[Begin]
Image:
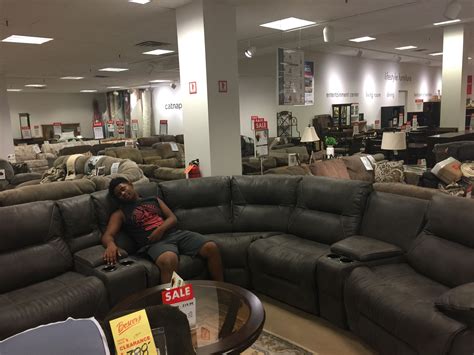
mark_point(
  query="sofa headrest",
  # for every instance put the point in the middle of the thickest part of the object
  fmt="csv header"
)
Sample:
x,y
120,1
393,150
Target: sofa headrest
x,y
452,218
265,190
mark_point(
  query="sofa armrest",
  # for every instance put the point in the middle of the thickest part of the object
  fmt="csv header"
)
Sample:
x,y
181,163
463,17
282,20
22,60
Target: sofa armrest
x,y
93,256
363,248
458,303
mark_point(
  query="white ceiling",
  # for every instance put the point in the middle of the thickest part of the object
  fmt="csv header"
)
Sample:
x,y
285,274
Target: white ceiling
x,y
91,34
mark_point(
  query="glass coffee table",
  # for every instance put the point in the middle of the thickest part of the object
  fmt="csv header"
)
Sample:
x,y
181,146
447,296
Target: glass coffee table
x,y
228,318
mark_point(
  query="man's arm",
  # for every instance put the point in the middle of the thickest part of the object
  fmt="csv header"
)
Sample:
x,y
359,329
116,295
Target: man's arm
x,y
170,221
113,227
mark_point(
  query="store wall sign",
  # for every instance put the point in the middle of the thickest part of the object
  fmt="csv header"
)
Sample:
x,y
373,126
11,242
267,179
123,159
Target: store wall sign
x,y
175,106
192,87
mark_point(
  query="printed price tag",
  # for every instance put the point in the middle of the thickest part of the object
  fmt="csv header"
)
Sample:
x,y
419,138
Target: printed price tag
x,y
114,168
183,298
174,147
132,334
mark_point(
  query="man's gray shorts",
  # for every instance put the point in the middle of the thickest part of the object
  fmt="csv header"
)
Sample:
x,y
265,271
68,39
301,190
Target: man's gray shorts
x,y
179,242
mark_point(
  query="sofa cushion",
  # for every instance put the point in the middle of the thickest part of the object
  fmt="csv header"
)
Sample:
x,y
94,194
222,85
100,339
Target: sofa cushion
x,y
430,255
401,302
263,203
80,224
32,236
362,248
330,168
458,303
446,240
328,210
56,299
284,267
50,191
201,205
386,226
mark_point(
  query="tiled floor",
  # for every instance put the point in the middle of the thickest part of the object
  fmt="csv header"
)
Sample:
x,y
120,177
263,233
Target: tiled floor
x,y
310,331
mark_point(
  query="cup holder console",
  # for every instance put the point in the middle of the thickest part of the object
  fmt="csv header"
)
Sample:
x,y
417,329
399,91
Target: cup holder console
x,y
109,268
339,258
126,262
345,260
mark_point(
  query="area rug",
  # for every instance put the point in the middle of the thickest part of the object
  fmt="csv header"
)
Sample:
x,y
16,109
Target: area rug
x,y
271,344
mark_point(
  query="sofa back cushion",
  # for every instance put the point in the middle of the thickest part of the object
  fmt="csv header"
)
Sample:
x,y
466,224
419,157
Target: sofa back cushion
x,y
263,203
80,223
444,251
328,210
201,205
31,249
394,219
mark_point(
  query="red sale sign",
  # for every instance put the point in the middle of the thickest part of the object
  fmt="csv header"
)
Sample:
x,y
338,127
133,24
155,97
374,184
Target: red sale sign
x,y
176,295
258,125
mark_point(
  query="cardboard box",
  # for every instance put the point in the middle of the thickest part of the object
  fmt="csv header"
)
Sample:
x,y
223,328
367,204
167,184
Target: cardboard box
x,y
448,170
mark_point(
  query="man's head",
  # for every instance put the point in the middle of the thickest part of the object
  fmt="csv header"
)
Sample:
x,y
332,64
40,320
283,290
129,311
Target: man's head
x,y
122,189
[End]
▶ **WORK TO DO**
Keep the pictures out and write out the records exactly.

▶ **SOLVED PROBLEM**
Image:
mark_point(
  query="sofa headrest",
  # for every instance put the point in the middle of the thickest part of the object
  fmt="csv header"
)
Sample:
x,y
120,1
393,150
Target: sofa headrest
x,y
452,218
265,190
mark_point(
  query="sofa armrest",
  # for every instance put the point in the middle of the thickest part of the object
  fmt="csv header"
)
Sample:
x,y
181,163
463,17
282,20
22,60
Target: sofa armrest
x,y
93,256
363,248
458,303
mark_point(
  query="white ceiling",
  # for every instance put the point in the middle of the thickest part of the object
  fmt="csv header"
)
Sample:
x,y
285,274
Target: white ceiling
x,y
91,34
mark_point(
  query="glass coffee table",
  # for every instance put the point in the middle of the thickest part of the object
  fmt="csv header"
)
Sample:
x,y
181,146
447,296
Target: glass coffee table
x,y
228,318
mark_point(
  query="man's arm",
  # for every instance put the point in the middle of the thickest part of the object
  fmt="csv header"
)
Sample:
x,y
359,329
116,295
Target: man's arm
x,y
170,221
113,227
mark_point(
  query="store wall sign",
  # for every instance put the point in the middle of the thickest part of the object
  fmt="csv header"
)
Sample:
x,y
373,126
11,242
267,179
123,159
Target: store wall sign
x,y
175,106
192,87
mark_point(
  query="printed price tag",
  # for every instance put the point in the middle of the thickest part of the object
  fmt="csv header"
)
Sample:
x,y
419,138
Target: printed price tag
x,y
114,168
183,298
174,147
132,334
mark_point(
  query="man's gray shorts",
  # for every instance put the point in the middle of the thickest part of the object
  fmt="csv header"
)
Sample:
x,y
265,271
68,39
301,190
Target: man's gray shorts
x,y
179,242
mark_point(
  query="sofa cushion",
  # for every instance put the point in the middle of the thickest part of the object
  fmt="csv header"
)
Sample:
x,y
94,194
222,85
100,339
Target: sofa cushion
x,y
430,255
401,302
263,203
80,224
32,236
362,248
330,168
458,303
446,240
328,210
56,299
284,267
50,191
201,205
386,226
mark_point(
  query="tiled floor",
  # for every instance put the point in the middle of the thickest part of the object
  fmt="csv header"
)
Sample:
x,y
120,177
263,233
Target: tiled floor
x,y
310,331
mark_point(
  query="cup holder console",
  # for every instance put the point in the middle of the thickest part of the object
  fmt="csv header"
)
Sample:
x,y
417,329
399,91
Target: cup holder console
x,y
109,268
339,258
126,262
345,260
mark_point(
  query="area rug",
  # for every instance put the point in the middle of the thickest part of the object
  fmt="csv header"
)
Sample:
x,y
16,109
Target: area rug
x,y
271,344
mark_point(
  query="sofa back cushion",
  # for every instance put the point in the middle of the thickest part of the object
  fmt="csv header"
)
Sample:
x,y
466,224
419,157
Target: sofa back cushion
x,y
263,203
80,223
444,251
328,210
201,205
31,249
394,219
mark_point(
  query="red sale sign",
  # for every instance put the point in the middle of the thickest part of the object
  fmt="csv header"
)
Sample:
x,y
338,127
133,24
155,97
374,184
Target: red sale sign
x,y
176,295
258,125
mark_point(
  query="cardboard box",
  # for every instance put the point in the middle of the thickest part of the object
  fmt="csv header"
)
Sample:
x,y
223,328
367,204
167,184
Target: cardboard box
x,y
448,170
mark_point(
  query="man's head",
  # for every instance put the point in the middle of the thickest part of the object
  fmt="csv header"
)
Sample:
x,y
332,64
40,320
283,290
129,311
Target: man's head
x,y
122,189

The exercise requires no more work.